● Task statement:
Copy the records below exactly, leaving out every picture.
______________________________
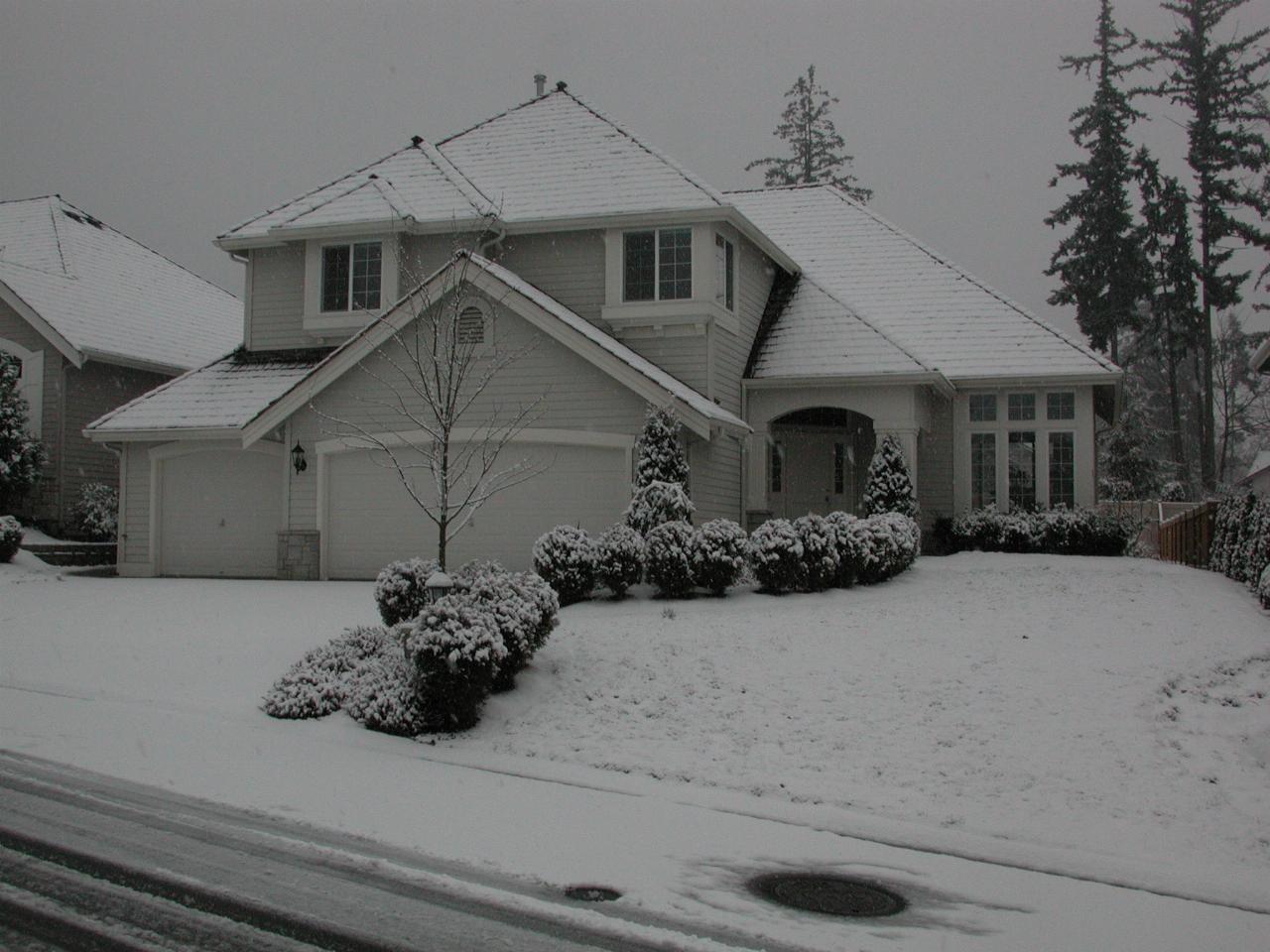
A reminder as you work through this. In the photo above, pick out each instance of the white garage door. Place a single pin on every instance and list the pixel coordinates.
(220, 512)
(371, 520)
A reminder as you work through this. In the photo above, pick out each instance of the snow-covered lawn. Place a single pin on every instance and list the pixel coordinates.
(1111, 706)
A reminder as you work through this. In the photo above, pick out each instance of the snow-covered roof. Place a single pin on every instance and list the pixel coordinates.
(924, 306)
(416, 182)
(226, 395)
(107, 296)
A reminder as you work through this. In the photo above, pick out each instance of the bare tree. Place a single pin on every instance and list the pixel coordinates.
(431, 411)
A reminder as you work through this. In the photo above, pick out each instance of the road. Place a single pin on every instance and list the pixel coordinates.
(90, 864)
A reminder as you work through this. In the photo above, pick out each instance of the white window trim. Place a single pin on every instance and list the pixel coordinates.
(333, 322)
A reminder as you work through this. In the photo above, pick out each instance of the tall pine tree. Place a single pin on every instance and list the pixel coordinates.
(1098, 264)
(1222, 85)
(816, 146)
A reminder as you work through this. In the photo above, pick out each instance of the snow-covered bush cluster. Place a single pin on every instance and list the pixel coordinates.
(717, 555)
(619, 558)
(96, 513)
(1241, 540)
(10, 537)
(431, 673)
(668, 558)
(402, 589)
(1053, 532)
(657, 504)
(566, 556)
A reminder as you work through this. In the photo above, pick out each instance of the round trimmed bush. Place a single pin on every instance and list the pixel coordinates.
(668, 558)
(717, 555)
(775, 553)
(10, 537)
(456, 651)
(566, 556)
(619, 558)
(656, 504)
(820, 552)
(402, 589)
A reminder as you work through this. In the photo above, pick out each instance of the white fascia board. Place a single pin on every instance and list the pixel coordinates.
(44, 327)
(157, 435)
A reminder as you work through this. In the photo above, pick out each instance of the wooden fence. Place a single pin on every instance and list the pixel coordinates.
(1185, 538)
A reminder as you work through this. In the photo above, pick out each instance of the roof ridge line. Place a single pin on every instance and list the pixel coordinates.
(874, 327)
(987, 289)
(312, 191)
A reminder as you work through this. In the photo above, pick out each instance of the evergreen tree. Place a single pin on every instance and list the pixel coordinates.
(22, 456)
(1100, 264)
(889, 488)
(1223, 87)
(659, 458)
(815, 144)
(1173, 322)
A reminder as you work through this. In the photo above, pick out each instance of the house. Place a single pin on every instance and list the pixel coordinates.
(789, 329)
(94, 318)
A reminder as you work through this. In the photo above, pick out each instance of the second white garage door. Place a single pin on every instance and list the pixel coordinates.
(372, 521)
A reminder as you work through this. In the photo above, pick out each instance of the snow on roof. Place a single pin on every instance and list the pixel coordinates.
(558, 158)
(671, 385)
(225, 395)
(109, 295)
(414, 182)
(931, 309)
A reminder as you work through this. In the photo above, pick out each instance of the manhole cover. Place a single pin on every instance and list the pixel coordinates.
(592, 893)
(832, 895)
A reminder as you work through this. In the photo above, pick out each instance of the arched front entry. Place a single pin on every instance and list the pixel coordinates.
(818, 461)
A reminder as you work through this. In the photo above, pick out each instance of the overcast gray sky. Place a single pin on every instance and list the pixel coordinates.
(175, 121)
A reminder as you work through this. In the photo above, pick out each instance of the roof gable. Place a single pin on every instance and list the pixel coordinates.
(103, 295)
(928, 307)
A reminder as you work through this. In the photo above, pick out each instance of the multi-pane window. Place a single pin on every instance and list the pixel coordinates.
______________________________
● Answer section:
A reminder as you work through this. In the photo above, pick out each instance of the white garage door. Place a single pin on every instance and list the pixel coordinates.
(220, 512)
(371, 520)
A reminder as you work through this. In the photo above, pick out each instance of the snow-covered lawn. Place a single pin on every instance and list the pixel coordinates.
(1111, 706)
A reminder as you work through this. In the photo above, pick out each instance of the snow-covered roof. Place a single pin on every instance and list the pixel coordinates.
(924, 306)
(416, 182)
(226, 395)
(107, 296)
A reminder as you work through this. In the photo above, pick out each instance of the bare tree. Place a single pin on every instance and list the pixel coordinates.
(431, 411)
A reminder as you work through this. In the photo above, pick out each instance of the road. Place a single pin on every instance and list the pixel coordinates.
(90, 864)
A reminder as you work through this. In the photo above, pick out each instance of the white window trim. Place a single pin on every instance and list the pixel coordinates.
(333, 322)
A reminder as you work through this. In the photo above, pick out each instance of the tall pine tree. Place a single pin on every instance and list the pixel coordinates.
(1098, 264)
(1222, 85)
(816, 146)
A reminder as you work through this. In the photo above, pick out each instance of the snow-covered bush cluster. Place a single pin on every instance and list the pixel coordinates.
(717, 555)
(619, 558)
(96, 513)
(1241, 540)
(10, 537)
(431, 673)
(668, 558)
(402, 589)
(1053, 532)
(657, 504)
(566, 556)
A reminder as you work through this. In the photo above, pick out each instance of the round trimmed bush. Place a single pin on every instance and list the pixel coordinates.
(668, 558)
(717, 555)
(775, 553)
(10, 537)
(456, 651)
(566, 556)
(619, 558)
(656, 504)
(820, 552)
(402, 589)
A reminder as you work through this. In the photo above, pick out each instance of the white fascia board. Place a single pin on every instance and list the pixel coordinates.
(44, 327)
(157, 435)
A reminder as you work through this. In the photo above, pick out each instance of the wooden fence. Place a single pin on every instance and list the pixel coordinates.
(1185, 538)
A reminder as you work through this. In the photo above, pick out each instance of the roof ridge line. Place a single pin on every instance and list the pixel coordinates.
(874, 327)
(987, 289)
(312, 191)
A reminder as you work through this. In the photo above, pick out each instance of the evergreen tree. Place a single pin on every instance and list the pixel coordinates.
(22, 456)
(1100, 264)
(889, 488)
(1223, 87)
(659, 458)
(815, 144)
(1173, 322)
A reminder as you work through this. In the photo above, pick out each instance of the house. Place a single pin on every instance and list the pixel coordinates.
(789, 329)
(94, 318)
A reminder as you work through this. In the photo above, pick out each instance of the second white garage door. Place a single pin on every instance and list the pixel coordinates.
(372, 521)
A reminder as you work through this. In the photo above, pick out each instance of the snow on roof. Place a single pin on every instance and list the pixel coordinates.
(558, 158)
(671, 385)
(225, 395)
(109, 295)
(414, 182)
(931, 309)
A reminder as you work through this. In the photo above, pick out each instance of the manhole cover. Place a single pin on every instance and list the pixel coordinates.
(592, 893)
(832, 895)
A reminder as you work through this. In the photo above, pick out each instance of the arched front entry. Place a single pin on every instance and list the pixel coordinates.
(818, 461)
A reminder as you work through this. In the photo above, pick out each instance of the overcast gray sky. Place a single pin on every instance and list the pixel coordinates.
(175, 121)
A reminder as you work through this. In the photo above, pick out each instance of the roof gable. Place a single pin on every instance and list the pixel coordinates.
(103, 295)
(928, 307)
A reminder as you work through this. In the photo above, pick out each instance of the multi-pane window. Place a single pin on every instance and list the pixel coordinates.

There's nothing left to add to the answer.